### TEKS EKSTRAKSI
■ ■ ■ ■ ■ ■ ■

Mubadalah.id – Sejak kelahiran, secara biologis genetik, laki-laki dan perempuan dilahirkan secara berbeda. Tetapi, perbedaan biologis ini bukan menjadi faktor untuk membedakan derajat sosial keduanya.
Seperti kita tahu bersama, bahwa Islam hadir untuk menegaskan kesetaraan sosial perempuan dan laki-laki di mata Allah Swt dan di mata hukum.
Sebagaimana diketahui, masyarakat Arab pra-Islam membedakan derajat sosial laki-laki dan perempuan secara diskriminatif.
Kelahiran bayi laki-laki, misalnya, mereka rayakan dengan gembira dan menyemblih kambing, dua-tiga, sebagai tanda syukur dan suka cita. Sementara, bayi perempuan sebaliknya, mereka sembunyikan, bahkan sebagian menguburnya secara hidup-hidup.
Tradisi inilah yang Islam lawan bahwa bayi perempuan adalah manusia, sebagaimana laki-laki, yang harus kita hormati, syukuri, dan rayakan.
Nabi Muhammad Saw memproklamasikan kepada masyarakat yang masih terimbas tradisi Jahiliah bahwa yang melahirkan bayi perempuan akan malaikat datangi, doakan, dan dukung sepenuhnya.

■ ■ ■ ■ ■ ■ ■

### DATA TERCATAT
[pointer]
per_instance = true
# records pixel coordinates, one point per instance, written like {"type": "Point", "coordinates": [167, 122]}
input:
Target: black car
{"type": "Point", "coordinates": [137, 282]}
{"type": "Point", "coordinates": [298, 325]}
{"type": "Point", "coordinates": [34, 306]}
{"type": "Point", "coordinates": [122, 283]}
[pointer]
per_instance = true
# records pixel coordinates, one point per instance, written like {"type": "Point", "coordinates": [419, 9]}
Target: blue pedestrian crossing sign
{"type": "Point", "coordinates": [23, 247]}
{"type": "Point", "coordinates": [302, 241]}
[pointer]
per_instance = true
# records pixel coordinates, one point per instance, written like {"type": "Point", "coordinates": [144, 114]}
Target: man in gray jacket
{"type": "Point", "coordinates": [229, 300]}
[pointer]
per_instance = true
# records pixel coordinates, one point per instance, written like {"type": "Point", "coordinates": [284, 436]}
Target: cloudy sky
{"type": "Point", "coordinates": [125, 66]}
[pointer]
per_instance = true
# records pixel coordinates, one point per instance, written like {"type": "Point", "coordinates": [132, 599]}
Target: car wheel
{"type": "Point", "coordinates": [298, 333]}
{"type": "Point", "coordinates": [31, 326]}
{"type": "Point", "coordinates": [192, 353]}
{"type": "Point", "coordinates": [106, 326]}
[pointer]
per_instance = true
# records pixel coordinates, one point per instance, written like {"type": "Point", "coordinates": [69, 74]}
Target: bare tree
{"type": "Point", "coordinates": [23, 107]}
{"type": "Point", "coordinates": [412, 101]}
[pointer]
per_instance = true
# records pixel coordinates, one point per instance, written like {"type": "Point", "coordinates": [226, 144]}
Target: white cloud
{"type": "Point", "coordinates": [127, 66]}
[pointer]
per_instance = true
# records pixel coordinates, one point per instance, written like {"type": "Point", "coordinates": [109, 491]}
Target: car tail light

■ ■ ■ ■ ■ ■ ■

### DAFTAR TUGAS
1. Dalam teks tentang kesetaraan laki-laki dan perempuan, apa yang dilakukan masyarakat Arab pra-Islam terhadap bayi perempuan?
2. Tuliskan semua tindakan malaikat terhadap yang melahirkan bayi perempuan, menurut teks tentang kesetaraan laki-laki dan perempuan.
3. Teruskan teks tentang kesetaraan laki-laki dan perempuan mulai setelah kalimat terakhirnya.

### HASIL TIAP TUGAS
1. Mereka menyembunyikannya, bahkan sebagian menguburnya secara hidup-hidup.

2.
- datangi
- doakan
- dukung sepenuhnya

3.
Jika seseorang Allah berikan kelahiran bayi perempuan, maka Allah mengutus para malaikat untuk turun bertandang, seraya berkata, “Segala keberkahan untuk kalian sekeluarga.”
Para malaikat kemudian mendekapnya dengan sayap mereka (tanda suka cita) dan mengusapkan tangan mereka ke kepalanya (tanda kasih sayang). Mereka mendoakan (bayi tersebut) yang masih lemah, yang lahir dari (seorang ibu) yang juga masih lemah.
Siapa pun yang bertanggung jawab (mengurus, membesarkan, dan mendidik) sang bayi tersebut, ia akan Allah dan para malaikat tolong sampai hari kiamat kelak. (Mu’jam Shaghir Thabrani, juz 1, hlm. 61, no. 70).
Aqiqah
Jika masyarakat Arab hanya mengenal aqiqah kambing bagi bayi laki-laki, Islam justru mengenalkannya juga untuk bayi perempuan.
Mungkin karena tindakan revolusioner ini, maka tradisi yang sebagian besar umat Islam lakukan justru dua kambing untuk laki-laki dan satu kambing untuk perempuan.
Awalnya, hanya untuk bayi laki-laki, bisa satu, dua, atau tiga kambing, tergantung pada kemampuan masing-masing.
Dalam konteks ini, dua kambing untuk laki-laki dan satu untuk perempuan, yang sebagian umat Islam praktikkan sudah merupakan terobosan dari tanpa apresiasi sama sekali.
Imam Malik, guru Imam Syafi’i, lebih cenderung pada sama-sama satu kambing, untuk bayi laki-laki maupun perempuan.*
*Sumber: tulisan Faqihuddin Abdul Kodir dalam buku Qiraah Mubadalah.